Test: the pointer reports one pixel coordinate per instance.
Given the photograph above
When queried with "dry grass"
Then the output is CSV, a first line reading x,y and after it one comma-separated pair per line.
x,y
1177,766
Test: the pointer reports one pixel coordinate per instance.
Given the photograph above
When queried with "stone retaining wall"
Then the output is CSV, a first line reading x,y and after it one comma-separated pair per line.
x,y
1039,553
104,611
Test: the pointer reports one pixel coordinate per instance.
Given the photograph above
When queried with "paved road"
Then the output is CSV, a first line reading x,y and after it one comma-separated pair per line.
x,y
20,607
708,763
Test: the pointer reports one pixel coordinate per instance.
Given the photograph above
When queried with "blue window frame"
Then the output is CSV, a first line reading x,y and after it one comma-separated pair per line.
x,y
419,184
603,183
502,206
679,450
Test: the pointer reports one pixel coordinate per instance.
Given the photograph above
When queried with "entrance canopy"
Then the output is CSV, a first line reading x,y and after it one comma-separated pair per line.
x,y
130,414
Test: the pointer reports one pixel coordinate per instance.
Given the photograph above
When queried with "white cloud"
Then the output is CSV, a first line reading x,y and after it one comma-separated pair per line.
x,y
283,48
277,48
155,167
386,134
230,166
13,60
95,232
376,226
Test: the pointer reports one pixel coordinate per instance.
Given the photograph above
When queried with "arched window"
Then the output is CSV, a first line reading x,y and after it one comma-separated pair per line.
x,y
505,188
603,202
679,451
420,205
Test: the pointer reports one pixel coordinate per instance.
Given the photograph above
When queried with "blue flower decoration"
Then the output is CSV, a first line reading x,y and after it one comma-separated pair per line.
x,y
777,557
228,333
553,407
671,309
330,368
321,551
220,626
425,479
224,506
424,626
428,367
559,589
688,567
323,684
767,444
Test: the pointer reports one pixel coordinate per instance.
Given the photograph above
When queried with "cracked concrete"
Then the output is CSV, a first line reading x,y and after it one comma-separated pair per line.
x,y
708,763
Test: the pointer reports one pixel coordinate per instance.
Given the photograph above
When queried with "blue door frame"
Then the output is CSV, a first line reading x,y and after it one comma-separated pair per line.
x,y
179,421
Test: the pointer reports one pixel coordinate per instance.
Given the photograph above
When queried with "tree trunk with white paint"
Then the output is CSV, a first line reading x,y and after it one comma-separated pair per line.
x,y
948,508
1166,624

§ **What you have to do**:
For this exercise, gather every line of the data that contains the word "queried".

§ **Solution for this problem**:
When queried with "dry grass"
When queried with "stone retaining wall"
When queried with "paved road"
When queried with "blue window frame"
When queried with "entrance canopy"
When queried with "white cloud"
When queried with "arched window"
When queried with "blue flower decoration"
When queried with "cracked concrete"
When queried with "blue door frame"
When queried with "tree trunk with white paint"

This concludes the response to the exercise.